# Given problem
Using the Weka class transcript below, answer each question briefly.
(a) Which of the SVM implementations discussed cannot accommodate nonlinear kernels?
(b) How many seconds did LibSVM take to build the model after the switch to a linear kernel?
(c) How many test points are classified incorrectly in the blue-and-green class example?

# Selected extract

Skip to 0 minutes and 11 seconds Hello! Nice to see you. Nice to be back. It’s me again. This is Class 3, interfacing to other data mining packages. We’re going to concentrate on the R package for most of this class, but just to begin with, we’re just going to look at the LibSVM and LibLINEAR packages. These are written by the same people. They are widely used outside of Weka, and they are also Weka’s most popular packages. You should install them. I’ve got them installed, and also you should install the gridSearch package, as well. Both of these packages are to do with support vector machines. Weka already has the SMO implementation for support vector machines, but LibSVM is more flexible and LibLINEAR can be much faster.
Skip to 0 minutes and 51 seconds It’s important to know that SVMs can be either linear or nonlinear through a kernel function. Also, they can do classification or regression, which we haven’t mentioned. Weka contains SMOreg for regression, the same algorithm. We’re going to use the gridSearch method to optimize parameters for SVMs, which is quite important. Let’s just look at LibSVM and LibLINEAR, these two packages, and also the standard SMO and SMOreg. All three implement linear SVMs. All but LibLINEAR are capable of accommodating nonlinear kernels. LibSVM does one-class classification. LibLINEAR does logistic regression. It’s linear. LibLINEAR is very fast, and LibLINEAR can operate with the L1 norm, which I’m not going to explain in this lesson. Just a quick look at LibLINEAR. I did a speed test.
Skip to 1 minute and 42 seconds I used the data generator on Weka’s Preprocess panel to generate 10,000 instances of this data, LED24. LibLINEAR took two seconds to build the model. LibSVM took 18 seconds to build the model, but that’s a slightly unfair comparison because it’s using a nonlinear kernel. So when I changed it to use a linear kernel, it took 10 seconds. And SMO with default parameters, which is a linear kernel, took 21 seconds. So you can see LibLINEAR is quite a lot faster. Now, let’s just talk about linear boundaries and support vector machines in general. Support vector machines try to drive a channel between the two classes.
Skip to 2 minutes and 21 seconds Here we’ve got the blue class and the green class, and they try and drive a channel halfway between the classes to leave as large a margin as possible. In this case, we’ve got zero errors on the training data, and a pretty small margin, the distance between the dashed lines. However, when we look at the test data – now this is an artificial dataset – but in this case you can see that some points in the test data are being classified incorrectly. Four points, in fact.

# Data excerpts
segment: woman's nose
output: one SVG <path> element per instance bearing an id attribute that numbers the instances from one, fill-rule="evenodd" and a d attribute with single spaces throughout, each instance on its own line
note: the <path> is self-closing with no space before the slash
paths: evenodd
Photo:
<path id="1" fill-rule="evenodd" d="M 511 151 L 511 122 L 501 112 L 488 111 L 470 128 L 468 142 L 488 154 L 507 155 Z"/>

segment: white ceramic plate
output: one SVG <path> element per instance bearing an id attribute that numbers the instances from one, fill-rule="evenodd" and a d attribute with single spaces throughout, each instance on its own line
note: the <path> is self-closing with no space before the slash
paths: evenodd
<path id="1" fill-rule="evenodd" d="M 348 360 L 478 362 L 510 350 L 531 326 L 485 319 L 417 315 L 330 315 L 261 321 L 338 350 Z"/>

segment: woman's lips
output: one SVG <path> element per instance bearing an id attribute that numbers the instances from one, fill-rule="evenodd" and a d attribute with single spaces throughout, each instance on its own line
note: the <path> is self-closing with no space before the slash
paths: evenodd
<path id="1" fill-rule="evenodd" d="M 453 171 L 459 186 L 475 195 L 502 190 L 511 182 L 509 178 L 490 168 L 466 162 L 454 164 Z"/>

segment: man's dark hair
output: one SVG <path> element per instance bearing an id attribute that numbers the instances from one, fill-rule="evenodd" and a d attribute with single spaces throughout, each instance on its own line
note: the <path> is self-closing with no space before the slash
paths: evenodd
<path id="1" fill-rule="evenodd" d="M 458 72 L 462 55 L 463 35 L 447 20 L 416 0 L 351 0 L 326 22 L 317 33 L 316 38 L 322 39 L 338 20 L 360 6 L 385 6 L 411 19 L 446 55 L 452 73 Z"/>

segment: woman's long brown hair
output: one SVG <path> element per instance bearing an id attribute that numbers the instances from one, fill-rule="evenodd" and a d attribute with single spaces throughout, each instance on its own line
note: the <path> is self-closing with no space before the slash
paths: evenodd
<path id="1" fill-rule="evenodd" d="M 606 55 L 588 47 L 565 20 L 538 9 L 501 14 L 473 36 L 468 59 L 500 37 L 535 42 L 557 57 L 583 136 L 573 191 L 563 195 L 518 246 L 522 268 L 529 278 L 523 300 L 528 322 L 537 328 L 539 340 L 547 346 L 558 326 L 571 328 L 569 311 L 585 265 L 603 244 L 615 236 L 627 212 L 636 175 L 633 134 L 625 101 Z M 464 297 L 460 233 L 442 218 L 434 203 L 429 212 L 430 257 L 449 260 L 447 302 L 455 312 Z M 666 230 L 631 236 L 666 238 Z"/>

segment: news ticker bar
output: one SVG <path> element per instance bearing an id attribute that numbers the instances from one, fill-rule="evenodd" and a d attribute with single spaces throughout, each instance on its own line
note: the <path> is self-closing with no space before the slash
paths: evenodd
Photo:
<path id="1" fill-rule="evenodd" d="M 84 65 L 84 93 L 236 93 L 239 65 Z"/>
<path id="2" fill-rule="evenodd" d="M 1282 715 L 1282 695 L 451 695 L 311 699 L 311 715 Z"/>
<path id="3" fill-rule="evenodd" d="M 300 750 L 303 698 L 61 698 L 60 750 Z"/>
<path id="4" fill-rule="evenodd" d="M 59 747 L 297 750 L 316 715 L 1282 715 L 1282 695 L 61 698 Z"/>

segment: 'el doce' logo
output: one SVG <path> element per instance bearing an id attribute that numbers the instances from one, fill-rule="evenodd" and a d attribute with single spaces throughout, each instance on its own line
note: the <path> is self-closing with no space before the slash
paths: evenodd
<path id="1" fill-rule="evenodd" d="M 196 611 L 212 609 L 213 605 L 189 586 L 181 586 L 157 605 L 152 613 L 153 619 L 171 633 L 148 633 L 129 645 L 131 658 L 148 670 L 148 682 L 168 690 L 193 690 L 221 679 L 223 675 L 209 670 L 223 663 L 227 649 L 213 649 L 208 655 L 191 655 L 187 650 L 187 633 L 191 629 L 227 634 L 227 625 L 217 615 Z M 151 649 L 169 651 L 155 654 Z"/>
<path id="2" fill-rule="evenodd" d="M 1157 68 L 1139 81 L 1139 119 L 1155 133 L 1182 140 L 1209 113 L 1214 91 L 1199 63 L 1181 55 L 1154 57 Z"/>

# Reply
(a) LibLINEAR
(b) 10 seconds
(c) Four